+++ Data in this exercise
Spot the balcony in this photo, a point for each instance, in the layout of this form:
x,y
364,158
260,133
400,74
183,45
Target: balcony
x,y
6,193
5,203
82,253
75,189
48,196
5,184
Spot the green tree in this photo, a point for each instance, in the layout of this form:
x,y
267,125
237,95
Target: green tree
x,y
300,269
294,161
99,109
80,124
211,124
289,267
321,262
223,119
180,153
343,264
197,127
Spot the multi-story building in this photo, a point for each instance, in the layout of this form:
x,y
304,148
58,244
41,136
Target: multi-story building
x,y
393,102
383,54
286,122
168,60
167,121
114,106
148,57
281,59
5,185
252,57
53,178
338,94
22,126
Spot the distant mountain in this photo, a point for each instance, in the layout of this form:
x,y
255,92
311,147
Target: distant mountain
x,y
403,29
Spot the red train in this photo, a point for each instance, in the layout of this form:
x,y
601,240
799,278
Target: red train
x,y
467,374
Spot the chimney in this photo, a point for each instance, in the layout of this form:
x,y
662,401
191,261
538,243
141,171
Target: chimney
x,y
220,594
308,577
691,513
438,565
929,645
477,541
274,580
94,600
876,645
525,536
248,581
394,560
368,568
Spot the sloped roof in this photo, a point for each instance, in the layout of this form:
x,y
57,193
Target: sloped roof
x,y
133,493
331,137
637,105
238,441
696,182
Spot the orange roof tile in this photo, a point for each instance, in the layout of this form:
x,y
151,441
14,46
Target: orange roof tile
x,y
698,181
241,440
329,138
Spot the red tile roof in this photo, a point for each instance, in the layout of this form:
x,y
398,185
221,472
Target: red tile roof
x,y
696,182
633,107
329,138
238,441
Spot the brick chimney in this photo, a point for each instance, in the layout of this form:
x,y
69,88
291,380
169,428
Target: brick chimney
++++++
+++ Data in this exercise
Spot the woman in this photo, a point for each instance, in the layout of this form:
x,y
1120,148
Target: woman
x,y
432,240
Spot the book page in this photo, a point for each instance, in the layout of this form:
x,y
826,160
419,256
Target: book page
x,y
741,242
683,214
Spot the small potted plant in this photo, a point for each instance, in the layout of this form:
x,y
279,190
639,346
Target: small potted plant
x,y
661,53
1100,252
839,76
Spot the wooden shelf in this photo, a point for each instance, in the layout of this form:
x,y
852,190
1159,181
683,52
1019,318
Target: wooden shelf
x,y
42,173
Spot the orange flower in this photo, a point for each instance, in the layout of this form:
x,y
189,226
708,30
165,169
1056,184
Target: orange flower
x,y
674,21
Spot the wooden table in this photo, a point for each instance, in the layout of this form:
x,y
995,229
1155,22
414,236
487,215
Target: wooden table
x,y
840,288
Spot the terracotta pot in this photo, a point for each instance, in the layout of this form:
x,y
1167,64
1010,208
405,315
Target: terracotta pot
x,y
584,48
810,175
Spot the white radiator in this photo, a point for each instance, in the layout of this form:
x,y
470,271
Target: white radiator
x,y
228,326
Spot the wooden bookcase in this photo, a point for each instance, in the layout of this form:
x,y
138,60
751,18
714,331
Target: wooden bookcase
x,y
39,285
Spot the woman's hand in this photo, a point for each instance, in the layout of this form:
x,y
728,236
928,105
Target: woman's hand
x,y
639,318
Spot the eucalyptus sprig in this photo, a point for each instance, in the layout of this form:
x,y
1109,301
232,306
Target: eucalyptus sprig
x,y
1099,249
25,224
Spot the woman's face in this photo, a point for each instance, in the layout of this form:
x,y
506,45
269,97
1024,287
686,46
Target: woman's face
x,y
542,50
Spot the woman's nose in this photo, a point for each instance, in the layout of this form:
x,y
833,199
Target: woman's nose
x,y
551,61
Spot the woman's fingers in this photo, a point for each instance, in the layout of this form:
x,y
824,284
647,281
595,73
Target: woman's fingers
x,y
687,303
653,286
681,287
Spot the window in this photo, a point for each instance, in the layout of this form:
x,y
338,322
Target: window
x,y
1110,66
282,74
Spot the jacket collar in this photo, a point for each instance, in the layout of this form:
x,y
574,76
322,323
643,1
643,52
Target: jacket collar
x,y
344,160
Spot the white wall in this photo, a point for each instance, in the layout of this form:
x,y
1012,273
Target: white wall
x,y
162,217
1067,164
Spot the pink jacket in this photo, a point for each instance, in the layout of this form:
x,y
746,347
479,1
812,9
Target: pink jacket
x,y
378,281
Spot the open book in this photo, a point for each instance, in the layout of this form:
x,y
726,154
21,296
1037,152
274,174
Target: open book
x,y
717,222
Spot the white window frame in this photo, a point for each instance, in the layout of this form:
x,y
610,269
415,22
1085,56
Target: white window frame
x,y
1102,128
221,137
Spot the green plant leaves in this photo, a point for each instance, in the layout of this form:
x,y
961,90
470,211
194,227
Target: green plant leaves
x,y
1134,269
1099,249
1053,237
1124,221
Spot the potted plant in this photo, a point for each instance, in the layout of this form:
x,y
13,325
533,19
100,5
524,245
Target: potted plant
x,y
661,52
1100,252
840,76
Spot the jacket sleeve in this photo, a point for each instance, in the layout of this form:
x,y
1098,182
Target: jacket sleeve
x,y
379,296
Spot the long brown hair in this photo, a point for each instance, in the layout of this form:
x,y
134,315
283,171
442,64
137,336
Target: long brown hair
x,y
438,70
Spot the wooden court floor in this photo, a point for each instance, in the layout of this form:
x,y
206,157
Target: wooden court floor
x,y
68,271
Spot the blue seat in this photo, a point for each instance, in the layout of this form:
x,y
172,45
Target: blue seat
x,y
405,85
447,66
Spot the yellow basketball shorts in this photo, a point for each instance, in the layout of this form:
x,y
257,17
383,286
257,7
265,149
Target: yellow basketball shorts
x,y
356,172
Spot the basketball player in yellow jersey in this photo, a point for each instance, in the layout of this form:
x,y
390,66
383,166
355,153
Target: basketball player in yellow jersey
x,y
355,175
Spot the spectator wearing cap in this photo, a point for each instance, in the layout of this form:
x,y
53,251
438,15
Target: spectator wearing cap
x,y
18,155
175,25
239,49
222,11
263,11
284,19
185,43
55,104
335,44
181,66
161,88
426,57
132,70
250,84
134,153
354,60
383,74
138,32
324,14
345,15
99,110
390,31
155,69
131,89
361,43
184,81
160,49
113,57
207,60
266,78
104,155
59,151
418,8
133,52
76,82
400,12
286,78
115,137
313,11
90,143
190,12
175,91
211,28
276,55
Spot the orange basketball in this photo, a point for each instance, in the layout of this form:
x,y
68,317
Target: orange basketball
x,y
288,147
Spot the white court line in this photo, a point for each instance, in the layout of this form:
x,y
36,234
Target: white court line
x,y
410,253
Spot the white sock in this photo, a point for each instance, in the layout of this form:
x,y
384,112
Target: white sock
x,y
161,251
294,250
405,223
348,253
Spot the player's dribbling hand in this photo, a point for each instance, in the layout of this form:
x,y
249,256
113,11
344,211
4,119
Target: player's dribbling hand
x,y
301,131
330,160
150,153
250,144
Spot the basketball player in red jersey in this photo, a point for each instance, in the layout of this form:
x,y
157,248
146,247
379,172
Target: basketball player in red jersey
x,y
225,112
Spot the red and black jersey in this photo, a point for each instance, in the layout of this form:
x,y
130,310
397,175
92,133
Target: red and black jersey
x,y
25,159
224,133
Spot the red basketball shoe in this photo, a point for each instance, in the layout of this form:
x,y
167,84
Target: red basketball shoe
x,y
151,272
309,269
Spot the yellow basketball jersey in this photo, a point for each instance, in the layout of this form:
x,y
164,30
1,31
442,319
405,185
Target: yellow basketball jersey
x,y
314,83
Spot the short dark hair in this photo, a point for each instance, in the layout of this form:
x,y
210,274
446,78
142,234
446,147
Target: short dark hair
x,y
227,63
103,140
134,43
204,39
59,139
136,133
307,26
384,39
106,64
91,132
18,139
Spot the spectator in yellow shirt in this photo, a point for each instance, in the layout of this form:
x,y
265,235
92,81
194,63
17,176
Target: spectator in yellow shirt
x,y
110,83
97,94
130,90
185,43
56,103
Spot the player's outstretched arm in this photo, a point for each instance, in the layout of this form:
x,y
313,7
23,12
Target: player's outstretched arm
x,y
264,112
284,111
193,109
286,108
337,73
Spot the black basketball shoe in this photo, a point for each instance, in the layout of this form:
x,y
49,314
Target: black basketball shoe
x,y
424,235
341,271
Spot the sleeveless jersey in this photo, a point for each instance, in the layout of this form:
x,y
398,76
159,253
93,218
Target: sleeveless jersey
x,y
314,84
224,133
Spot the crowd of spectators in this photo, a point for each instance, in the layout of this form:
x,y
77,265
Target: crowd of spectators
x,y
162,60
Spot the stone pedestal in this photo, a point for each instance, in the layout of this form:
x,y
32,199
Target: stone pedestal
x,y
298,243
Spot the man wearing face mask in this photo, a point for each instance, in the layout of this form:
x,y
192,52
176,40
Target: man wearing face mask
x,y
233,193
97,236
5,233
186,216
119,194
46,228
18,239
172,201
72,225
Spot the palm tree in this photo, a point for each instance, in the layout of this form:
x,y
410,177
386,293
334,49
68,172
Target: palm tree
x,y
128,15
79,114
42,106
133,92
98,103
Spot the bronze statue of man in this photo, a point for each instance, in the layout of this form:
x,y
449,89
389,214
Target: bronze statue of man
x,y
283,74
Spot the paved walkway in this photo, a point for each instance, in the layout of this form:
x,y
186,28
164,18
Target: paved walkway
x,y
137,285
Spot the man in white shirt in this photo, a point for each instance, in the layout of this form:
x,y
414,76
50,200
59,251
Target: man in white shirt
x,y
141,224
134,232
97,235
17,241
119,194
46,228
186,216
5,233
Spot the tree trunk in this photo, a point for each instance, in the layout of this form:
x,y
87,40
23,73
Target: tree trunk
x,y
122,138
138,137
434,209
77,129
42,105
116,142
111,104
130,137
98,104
++++++
● **Directive**:
Can you print the listing lines exactly as they stand, starting with the line that contains "Spot the balcony" and going on through the line that contains "Target: brick chimney"?

● **Exercise output**:
Spot the balcony in this photo, a point for each instance, in the layout of this form:
x,y
364,158
260,133
400,74
183,45
Target: balcony
x,y
6,193
5,203
82,253
75,189
48,196
5,184
Spot the green tree in this photo, a point for each instance, in the layout of this form:
x,y
267,125
237,95
Target: green tree
x,y
300,269
294,161
99,109
80,124
211,124
289,267
321,262
223,119
180,153
343,264
197,127
Spot the multi-story building in this photo, a point for each instance, in the layout of this form:
x,y
304,148
58,244
41,136
Target: multi-story building
x,y
393,102
383,54
286,122
168,60
167,121
114,106
148,57
281,59
5,185
252,57
53,178
338,94
22,126
Spot the distant mountain in this photo, a point for each instance, in the layout of this form:
x,y
255,92
311,147
Target: distant mountain
x,y
403,29
Spot the red train in this photo, a point for each instance, in the layout of this form:
x,y
601,240
799,278
Target: red train
x,y
467,374
Spot the chimney in this photo, a point for each instance, in the layout of this form:
x,y
662,401
191,261
538,243
141,171
Target: chimney
x,y
220,594
308,577
691,513
438,565
929,645
477,541
274,580
94,600
876,645
525,536
248,581
394,560
368,568
Spot the sloped roof in this photo, a point for each instance, in the layout of this form:
x,y
57,193
Target: sloped roof
x,y
133,493
331,137
637,105
238,441
696,182
Spot the orange roof tile in this photo, a point for each instance, in the layout of this form:
x,y
151,441
14,46
Target: orange roof tile
x,y
698,181
241,440
329,138
Spot the red tile roof in this photo, a point for each instance, in the layout of this form:
x,y
398,185
221,472
Target: red tile roof
x,y
696,182
633,107
329,138
238,441
Spot the brick chimney in this photo, a point for each instance, in the layout of this form:
x,y
69,88
291,380
169,428
Target: brick chimney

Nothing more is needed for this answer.